**Task item:** Write out the entries again exactly as they are given.

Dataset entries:
-*-*-
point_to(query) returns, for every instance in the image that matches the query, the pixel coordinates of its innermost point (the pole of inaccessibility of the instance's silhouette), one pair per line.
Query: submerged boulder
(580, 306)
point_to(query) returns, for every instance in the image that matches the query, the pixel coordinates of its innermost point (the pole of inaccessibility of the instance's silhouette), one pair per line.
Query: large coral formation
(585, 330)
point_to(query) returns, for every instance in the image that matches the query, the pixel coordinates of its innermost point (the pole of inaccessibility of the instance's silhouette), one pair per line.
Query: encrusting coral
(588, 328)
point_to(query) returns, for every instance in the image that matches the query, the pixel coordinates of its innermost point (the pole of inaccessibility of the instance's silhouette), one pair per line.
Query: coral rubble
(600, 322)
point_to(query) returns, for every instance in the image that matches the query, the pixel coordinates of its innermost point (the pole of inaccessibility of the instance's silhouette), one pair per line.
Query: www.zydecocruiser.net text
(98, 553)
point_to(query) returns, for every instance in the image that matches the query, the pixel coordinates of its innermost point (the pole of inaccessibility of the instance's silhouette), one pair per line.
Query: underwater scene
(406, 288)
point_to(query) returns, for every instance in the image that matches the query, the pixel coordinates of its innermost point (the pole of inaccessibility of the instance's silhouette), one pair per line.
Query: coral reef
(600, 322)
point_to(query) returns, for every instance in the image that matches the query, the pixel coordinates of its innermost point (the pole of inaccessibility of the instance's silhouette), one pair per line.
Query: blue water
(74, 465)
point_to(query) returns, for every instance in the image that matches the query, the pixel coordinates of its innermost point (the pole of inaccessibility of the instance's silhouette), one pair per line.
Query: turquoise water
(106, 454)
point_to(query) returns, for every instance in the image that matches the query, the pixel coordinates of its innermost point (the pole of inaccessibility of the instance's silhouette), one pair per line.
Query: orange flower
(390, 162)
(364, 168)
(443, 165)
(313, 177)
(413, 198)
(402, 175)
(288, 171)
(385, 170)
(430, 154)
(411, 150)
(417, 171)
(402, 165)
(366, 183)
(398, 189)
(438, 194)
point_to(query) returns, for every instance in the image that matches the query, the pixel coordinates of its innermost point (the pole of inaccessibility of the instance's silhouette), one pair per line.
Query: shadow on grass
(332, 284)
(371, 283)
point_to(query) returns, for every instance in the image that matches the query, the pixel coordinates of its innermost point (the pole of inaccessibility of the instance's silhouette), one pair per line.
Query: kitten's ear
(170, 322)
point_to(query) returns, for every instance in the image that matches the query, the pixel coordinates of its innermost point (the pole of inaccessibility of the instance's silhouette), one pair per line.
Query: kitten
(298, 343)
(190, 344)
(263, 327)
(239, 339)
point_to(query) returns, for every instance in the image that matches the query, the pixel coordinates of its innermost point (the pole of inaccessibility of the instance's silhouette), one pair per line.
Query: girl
-*-*-
**Answer section:**
point_to(query) returns, for every instance in the image that matches the query, the pixel coordinates of its innermost point (the pole of inaccessibility of the instance's silhouette), one pair per line.
Query: submerged boulder
(580, 306)
point_to(query) returns, for every instance in the image that matches the query, the pixel coordinates of its innermost point (the pole of inaccessibility of the instance's silhouette), one pair per line.
Query: large coral formation
(585, 330)
point_to(query) returns, for every instance in the image that matches the query, the pixel coordinates of its innermost point (the pole of inaccessibility of the instance's silhouette), one pair per line.
Query: encrusting coral
(588, 328)
point_to(query) returns, for every instance in the image that matches the query, the pixel coordinates of its innermost point (the pole of inaccessibility of the instance's silhouette), one pair per line.
Query: coral rubble
(600, 322)
point_to(query) returns, for every instance in the image that matches the query, the pixel coordinates of its innermost point (the pole of inaccessibility of the instance's silhouette), one pair per line.
Query: www.zydecocruiser.net text
(98, 553)
point_to(query) returns, for every instance in the image that matches the query, the pixel coordinates of its innermost point (the pole of inaccessibility of the instance's silhouette), one pair per line.
Query: underwater scene
(406, 288)
point_to(query) returns, for every instance in the image that matches the query, the pixel coordinates of its innermost point (the pole of inaccessibility of the instance's silhouette), one pair per line.
Query: coral reef
(600, 322)
point_to(query) returns, for every instance in the image that matches the query, the pixel coordinates of its innermost point (the pole of inaccessibility of the instance's silhouette), one pair per line.
Query: blue water
(74, 465)
point_to(query) returns, for every instance in the image that matches the query, the pixel coordinates of its innermost point (the pole of inaccessibility of the instance's silhouette), one pair per line.
Query: turquoise water
(106, 454)
point_to(query) returns, for every instance in the image that matches the query, the pixel coordinates of its innermost point (the pole of inaccessibility of the instance's silhouette), one pair per line.
Query: orange flower
(390, 162)
(364, 168)
(443, 165)
(313, 177)
(413, 198)
(402, 175)
(288, 171)
(385, 170)
(430, 154)
(411, 150)
(417, 171)
(402, 165)
(366, 183)
(398, 189)
(438, 194)
point_to(query) returns, for every instance in the image that matches the query, the pixel coordinates of its innermost point (the pole of inaccessibility of the instance's silhouette), one pair per line.
Query: shadow on grass
(332, 284)
(371, 283)
point_to(query) returns, for every instance in the image that matches the query, the pixel coordinates of its innermost point (the pole of inaccessibility of the instance's silhouette), one pair per line.
Query: kitten's ear
(170, 322)
point_to(query) returns, for every instance in the image that matches the query, the pixel coordinates of its innermost point (the pole of inaccessibility of the instance's silhouette), one pair per line.
Query: kitten
(298, 343)
(190, 344)
(263, 327)
(239, 339)
point_to(query) returns, for every instance in the image that matches the query, the pixel coordinates of its innermost point (the pole of inaccessibility of the instance's silhouette), one pair per line.
Query: girl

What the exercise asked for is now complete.